Supplied information:

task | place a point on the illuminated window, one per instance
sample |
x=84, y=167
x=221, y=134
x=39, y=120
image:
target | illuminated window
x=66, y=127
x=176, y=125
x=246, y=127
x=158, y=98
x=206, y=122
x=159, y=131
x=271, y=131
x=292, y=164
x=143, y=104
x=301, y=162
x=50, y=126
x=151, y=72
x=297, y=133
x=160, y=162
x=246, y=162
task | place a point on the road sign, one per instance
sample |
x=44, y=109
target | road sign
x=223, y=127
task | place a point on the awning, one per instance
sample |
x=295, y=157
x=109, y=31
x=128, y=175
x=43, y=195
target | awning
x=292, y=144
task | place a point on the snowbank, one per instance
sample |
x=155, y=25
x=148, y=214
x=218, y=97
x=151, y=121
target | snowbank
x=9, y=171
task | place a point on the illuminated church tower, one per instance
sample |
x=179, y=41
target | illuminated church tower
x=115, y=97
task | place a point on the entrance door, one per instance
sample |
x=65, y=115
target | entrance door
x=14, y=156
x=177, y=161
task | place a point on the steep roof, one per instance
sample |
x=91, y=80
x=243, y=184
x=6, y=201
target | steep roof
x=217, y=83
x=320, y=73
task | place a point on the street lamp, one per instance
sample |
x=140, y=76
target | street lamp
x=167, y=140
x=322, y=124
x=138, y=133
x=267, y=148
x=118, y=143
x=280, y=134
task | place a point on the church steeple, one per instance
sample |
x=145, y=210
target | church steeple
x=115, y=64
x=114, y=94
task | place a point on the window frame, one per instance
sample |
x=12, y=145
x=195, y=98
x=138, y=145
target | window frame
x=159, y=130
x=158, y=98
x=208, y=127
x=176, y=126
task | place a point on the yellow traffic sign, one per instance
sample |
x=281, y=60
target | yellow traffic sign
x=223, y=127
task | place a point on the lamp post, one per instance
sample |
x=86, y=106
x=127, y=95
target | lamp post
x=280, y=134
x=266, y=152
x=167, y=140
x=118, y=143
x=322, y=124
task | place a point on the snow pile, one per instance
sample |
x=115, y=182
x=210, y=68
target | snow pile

Task statement:
Reproduce the material above line for line, without changing anything.

Exercise response:
task | place a point on the illuminated window, one per instance
sample |
x=84, y=167
x=221, y=134
x=39, y=120
image:
target | illuminated window
x=66, y=127
x=176, y=125
x=246, y=127
x=158, y=98
x=206, y=122
x=159, y=131
x=271, y=131
x=292, y=164
x=143, y=104
x=301, y=162
x=50, y=126
x=151, y=72
x=297, y=133
x=160, y=162
x=246, y=162
task | place a point on the road sign, one per instance
sample |
x=44, y=109
target | road sign
x=223, y=127
task | place a point on the awning, one per instance
sample |
x=295, y=157
x=109, y=31
x=128, y=175
x=43, y=195
target | awning
x=292, y=144
task | place a point on the snowbank, one per instance
sample |
x=155, y=25
x=148, y=214
x=218, y=97
x=151, y=121
target | snowbank
x=9, y=171
task | place a point on the illuminated church tower, one per instance
sample |
x=179, y=41
target | illuminated church tower
x=115, y=97
task | place a point on the entrance door, one per instance
sample |
x=65, y=115
target | entrance door
x=14, y=156
x=177, y=161
task | place a point on the steep roof, one per instance
sample |
x=91, y=80
x=243, y=184
x=6, y=201
target | steep roof
x=217, y=83
x=320, y=73
task | place a point on the street lamp, one per instance
sample |
x=140, y=76
target | street lamp
x=167, y=140
x=322, y=124
x=138, y=133
x=267, y=148
x=118, y=143
x=280, y=134
task | place a point on the church steeple, one per instance
sample |
x=145, y=210
target | church steeple
x=115, y=64
x=114, y=94
task | place a point on the window frame, one per instance
sample |
x=12, y=145
x=195, y=98
x=138, y=145
target | window frame
x=159, y=130
x=158, y=98
x=208, y=127
x=176, y=126
task | place a point on the yellow traffic sign, one per instance
sample |
x=281, y=60
target | yellow traffic sign
x=223, y=127
task | place a point on the lamp post, one per instance
sample |
x=86, y=106
x=127, y=95
target | lamp post
x=280, y=134
x=266, y=152
x=167, y=140
x=118, y=143
x=322, y=124
task | place a point on the snow pile, one per instance
sample |
x=115, y=182
x=210, y=68
target | snow pile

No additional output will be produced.